→ EXERCISE INSTRUCTIONS
State how many lines in the records below contain the string "branch", treating uppercase and lowercase as different. Reply with the number alone.

---------- INPUT DATA

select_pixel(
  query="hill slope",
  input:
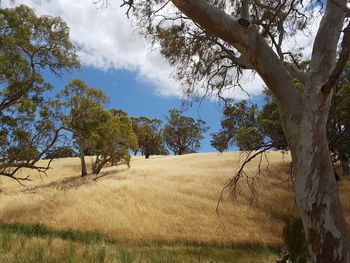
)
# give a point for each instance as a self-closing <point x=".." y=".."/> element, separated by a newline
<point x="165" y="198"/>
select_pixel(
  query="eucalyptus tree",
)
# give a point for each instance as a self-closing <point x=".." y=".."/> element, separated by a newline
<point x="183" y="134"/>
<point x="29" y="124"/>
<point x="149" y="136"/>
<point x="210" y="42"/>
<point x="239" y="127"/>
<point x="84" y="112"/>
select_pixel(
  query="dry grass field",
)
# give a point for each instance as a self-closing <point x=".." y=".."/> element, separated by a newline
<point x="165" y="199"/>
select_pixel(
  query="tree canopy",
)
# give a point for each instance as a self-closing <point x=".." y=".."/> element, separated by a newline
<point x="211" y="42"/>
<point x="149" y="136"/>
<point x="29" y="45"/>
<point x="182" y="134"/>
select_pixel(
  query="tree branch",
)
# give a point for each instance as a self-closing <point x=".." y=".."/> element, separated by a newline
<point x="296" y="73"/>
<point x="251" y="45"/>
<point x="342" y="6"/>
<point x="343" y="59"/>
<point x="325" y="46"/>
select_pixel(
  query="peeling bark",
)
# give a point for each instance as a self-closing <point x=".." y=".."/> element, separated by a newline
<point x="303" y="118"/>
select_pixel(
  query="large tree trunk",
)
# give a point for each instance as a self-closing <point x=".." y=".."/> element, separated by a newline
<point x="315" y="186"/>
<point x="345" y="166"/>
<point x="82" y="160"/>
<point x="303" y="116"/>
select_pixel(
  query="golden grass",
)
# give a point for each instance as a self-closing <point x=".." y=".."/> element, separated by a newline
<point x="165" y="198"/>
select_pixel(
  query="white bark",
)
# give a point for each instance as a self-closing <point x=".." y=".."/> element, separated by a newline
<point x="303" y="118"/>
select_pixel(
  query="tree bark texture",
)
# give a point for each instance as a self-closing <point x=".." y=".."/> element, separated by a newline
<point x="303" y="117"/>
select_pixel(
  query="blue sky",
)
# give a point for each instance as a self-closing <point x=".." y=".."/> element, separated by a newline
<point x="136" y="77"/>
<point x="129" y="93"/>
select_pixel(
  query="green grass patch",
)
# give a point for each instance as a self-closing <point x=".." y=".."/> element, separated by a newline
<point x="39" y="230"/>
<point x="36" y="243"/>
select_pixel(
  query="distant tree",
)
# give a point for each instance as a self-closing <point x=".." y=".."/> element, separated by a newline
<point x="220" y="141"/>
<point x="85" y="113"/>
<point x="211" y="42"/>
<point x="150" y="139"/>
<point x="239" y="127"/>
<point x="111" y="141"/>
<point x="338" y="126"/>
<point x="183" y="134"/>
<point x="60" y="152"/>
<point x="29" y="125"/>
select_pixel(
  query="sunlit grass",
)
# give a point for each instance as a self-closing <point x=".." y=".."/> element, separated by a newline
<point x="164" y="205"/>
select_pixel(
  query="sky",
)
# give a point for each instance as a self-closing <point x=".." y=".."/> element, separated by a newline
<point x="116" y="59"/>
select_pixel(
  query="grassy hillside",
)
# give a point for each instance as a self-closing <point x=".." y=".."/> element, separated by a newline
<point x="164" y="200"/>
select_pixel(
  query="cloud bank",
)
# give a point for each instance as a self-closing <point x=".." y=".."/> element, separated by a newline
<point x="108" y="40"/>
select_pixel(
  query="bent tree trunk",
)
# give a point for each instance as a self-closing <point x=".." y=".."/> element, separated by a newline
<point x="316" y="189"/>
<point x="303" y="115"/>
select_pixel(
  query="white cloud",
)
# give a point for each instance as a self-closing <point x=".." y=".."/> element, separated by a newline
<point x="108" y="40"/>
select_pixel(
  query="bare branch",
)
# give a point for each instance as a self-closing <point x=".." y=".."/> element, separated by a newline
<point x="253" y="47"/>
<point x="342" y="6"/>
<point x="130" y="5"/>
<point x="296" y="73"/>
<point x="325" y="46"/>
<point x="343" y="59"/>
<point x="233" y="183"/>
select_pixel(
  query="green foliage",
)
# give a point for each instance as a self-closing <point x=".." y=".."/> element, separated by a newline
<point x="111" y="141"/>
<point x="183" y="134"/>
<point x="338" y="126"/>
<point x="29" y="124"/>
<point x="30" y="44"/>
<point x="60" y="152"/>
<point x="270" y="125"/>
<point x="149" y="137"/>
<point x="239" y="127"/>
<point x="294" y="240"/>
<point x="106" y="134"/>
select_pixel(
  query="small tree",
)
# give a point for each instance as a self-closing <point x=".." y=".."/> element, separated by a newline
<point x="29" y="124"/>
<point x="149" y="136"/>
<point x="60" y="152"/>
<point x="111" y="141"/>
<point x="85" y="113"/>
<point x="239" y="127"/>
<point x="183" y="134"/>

--------------------

→ SOLUTION TO THE PROBLEM
2